━━━━━ Supplied material
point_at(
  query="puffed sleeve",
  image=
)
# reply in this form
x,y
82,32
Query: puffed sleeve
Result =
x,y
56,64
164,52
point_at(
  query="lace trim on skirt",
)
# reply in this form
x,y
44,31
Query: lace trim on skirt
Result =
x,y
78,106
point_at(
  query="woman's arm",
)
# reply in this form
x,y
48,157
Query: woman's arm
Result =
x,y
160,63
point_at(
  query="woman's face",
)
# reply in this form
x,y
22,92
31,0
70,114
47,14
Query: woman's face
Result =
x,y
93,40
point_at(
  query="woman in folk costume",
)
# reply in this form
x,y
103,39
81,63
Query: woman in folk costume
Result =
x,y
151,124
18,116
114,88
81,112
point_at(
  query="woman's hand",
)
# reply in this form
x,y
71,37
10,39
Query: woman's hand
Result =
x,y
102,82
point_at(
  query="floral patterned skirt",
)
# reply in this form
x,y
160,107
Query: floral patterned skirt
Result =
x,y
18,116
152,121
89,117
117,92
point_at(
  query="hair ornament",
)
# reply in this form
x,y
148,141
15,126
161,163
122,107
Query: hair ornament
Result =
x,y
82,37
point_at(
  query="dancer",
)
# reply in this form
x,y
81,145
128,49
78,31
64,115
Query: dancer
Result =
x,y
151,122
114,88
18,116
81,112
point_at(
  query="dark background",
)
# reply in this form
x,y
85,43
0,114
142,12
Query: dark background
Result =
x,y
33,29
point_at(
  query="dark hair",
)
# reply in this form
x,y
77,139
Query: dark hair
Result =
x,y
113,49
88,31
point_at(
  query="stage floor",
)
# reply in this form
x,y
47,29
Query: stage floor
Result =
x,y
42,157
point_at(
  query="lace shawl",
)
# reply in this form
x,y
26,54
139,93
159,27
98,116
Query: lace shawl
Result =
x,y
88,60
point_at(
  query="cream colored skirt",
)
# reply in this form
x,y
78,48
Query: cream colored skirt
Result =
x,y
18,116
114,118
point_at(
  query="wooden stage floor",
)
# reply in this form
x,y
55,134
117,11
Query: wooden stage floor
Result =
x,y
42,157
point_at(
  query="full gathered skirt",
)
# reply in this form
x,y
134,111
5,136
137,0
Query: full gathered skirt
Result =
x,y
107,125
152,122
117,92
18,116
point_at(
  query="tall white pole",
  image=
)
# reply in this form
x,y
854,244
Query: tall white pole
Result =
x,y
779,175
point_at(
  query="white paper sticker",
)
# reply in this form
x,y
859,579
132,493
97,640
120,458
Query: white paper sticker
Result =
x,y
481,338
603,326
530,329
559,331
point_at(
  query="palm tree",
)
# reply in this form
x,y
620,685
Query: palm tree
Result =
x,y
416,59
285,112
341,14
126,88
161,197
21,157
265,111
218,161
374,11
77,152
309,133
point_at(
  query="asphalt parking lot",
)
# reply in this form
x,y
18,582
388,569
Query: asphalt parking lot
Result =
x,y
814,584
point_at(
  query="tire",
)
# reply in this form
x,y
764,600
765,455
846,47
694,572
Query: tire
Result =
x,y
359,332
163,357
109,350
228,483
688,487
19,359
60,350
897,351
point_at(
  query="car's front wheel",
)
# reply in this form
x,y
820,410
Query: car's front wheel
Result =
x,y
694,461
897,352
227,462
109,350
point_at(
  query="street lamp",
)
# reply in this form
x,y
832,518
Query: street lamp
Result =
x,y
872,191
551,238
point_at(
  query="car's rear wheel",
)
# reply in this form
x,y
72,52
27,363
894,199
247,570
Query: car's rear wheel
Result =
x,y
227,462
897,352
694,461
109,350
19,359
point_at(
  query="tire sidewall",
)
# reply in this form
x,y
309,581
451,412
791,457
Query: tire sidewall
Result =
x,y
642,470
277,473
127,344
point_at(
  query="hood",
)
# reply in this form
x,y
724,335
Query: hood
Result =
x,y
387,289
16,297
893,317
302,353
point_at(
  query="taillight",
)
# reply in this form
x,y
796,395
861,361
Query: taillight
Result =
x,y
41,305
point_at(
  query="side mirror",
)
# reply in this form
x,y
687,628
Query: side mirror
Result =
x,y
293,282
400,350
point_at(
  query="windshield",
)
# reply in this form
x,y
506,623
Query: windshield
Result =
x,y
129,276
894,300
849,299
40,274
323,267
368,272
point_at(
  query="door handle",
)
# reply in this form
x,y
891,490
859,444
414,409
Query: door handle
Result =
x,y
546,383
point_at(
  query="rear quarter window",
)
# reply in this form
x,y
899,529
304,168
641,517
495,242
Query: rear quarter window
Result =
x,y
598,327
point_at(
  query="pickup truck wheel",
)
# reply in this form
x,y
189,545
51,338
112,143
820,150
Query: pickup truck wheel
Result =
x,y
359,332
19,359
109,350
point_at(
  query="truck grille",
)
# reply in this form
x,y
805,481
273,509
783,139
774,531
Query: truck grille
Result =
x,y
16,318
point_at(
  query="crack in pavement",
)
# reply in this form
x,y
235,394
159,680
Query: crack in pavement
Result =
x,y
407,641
━━━━━━━━━━
━━━━━ Supplied material
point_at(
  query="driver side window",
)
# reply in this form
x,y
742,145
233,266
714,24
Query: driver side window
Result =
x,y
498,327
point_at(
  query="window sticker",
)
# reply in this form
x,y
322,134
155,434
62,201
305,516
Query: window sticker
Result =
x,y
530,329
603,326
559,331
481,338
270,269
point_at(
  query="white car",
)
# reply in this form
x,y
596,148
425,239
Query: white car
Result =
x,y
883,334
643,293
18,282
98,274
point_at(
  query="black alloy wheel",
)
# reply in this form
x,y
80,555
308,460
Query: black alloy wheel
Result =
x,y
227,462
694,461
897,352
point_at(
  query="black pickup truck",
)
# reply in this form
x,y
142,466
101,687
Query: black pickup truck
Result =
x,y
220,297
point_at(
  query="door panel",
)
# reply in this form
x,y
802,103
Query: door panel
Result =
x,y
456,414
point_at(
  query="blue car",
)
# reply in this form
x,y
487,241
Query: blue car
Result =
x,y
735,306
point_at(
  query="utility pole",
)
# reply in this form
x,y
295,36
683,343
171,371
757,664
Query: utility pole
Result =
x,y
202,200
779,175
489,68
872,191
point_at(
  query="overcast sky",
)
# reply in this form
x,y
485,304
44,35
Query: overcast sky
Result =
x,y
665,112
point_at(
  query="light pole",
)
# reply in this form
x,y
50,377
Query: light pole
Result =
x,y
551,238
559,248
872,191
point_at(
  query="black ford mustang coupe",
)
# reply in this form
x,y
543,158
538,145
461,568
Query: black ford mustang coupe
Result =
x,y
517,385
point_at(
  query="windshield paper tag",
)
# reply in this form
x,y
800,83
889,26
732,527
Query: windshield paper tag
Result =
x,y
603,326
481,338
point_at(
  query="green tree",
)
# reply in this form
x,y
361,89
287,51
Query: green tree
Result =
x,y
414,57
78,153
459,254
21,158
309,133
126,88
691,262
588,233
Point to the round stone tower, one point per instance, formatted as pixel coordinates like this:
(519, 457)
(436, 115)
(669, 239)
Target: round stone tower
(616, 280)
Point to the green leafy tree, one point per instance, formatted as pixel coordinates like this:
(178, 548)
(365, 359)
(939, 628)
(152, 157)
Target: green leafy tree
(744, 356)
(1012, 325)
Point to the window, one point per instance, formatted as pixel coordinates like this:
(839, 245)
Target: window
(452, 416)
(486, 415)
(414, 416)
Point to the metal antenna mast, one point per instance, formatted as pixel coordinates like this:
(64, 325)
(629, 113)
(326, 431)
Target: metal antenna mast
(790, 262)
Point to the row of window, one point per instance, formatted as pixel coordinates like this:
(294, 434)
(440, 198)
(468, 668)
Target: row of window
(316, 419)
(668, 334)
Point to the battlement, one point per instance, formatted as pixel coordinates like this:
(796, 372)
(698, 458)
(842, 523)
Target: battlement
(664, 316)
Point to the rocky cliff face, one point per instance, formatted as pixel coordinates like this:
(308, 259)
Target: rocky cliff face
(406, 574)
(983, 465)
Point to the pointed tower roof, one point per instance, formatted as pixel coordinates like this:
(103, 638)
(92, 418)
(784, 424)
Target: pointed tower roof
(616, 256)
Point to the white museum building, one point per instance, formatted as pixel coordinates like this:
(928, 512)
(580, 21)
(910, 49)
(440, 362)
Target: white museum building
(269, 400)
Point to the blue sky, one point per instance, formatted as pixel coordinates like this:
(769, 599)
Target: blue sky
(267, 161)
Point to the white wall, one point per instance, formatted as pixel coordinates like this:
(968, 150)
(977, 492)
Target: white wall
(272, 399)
━━━━━━━━━━
▸ Problem: Please pull out every line above that contains the string "blue", and note that case counts.

▸ Final answer:
  query="blue car",
Query: blue car
Point to the blue sky, one point per instance, formatted as pixel coordinates like this:
Target: blue sky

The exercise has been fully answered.